Entries on locating named things:

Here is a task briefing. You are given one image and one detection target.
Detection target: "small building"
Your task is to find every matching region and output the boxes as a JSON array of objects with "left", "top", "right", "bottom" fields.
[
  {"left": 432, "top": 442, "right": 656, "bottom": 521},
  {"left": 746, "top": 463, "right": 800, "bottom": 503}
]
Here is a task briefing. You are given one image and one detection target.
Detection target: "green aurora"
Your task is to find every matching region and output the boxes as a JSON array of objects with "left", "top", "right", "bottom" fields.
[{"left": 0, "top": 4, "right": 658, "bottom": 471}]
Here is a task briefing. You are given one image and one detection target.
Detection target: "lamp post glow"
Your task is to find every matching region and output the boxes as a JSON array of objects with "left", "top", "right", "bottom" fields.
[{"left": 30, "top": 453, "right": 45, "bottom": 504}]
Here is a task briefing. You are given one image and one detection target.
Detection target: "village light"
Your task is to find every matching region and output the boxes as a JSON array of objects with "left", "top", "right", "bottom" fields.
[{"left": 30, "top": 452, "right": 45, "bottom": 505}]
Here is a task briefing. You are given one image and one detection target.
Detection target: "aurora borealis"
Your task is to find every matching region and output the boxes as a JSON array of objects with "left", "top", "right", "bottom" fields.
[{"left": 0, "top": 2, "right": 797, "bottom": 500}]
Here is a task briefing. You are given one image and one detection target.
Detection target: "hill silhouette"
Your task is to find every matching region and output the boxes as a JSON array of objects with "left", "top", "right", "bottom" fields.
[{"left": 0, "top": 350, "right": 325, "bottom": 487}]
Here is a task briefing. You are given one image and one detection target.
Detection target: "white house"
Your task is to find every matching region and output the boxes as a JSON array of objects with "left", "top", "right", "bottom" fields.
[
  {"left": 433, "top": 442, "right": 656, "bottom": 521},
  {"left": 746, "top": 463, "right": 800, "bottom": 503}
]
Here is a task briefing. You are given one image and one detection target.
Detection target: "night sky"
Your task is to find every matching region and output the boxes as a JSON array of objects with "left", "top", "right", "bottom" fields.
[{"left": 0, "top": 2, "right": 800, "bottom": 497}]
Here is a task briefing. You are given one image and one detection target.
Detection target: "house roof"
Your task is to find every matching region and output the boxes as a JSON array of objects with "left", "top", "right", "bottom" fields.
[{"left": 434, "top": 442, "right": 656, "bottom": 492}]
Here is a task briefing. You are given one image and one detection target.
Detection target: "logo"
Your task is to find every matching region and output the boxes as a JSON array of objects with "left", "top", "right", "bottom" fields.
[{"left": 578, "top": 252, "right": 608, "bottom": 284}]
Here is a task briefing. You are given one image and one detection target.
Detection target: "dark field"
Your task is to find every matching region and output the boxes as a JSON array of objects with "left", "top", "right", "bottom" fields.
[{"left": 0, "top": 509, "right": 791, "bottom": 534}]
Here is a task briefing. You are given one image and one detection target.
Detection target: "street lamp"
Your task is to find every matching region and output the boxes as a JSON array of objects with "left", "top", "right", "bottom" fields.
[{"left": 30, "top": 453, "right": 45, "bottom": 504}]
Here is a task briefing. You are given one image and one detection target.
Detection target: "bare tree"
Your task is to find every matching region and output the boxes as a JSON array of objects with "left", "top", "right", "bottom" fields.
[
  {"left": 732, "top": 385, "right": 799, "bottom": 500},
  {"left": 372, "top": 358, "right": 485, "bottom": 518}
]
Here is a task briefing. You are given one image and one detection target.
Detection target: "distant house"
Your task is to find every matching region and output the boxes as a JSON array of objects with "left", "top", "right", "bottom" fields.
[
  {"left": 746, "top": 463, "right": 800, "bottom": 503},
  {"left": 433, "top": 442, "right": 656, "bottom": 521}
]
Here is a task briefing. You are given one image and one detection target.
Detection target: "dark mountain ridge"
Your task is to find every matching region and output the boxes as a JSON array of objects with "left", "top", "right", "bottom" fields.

DIRECTIONS FOR THIS TASK:
Please find each line in the records that contains the word "dark" and copy every such line. Case counts.

RESULT OF THE EXERCISE:
Detection target: "dark field"
Detection target: "dark mountain ridge"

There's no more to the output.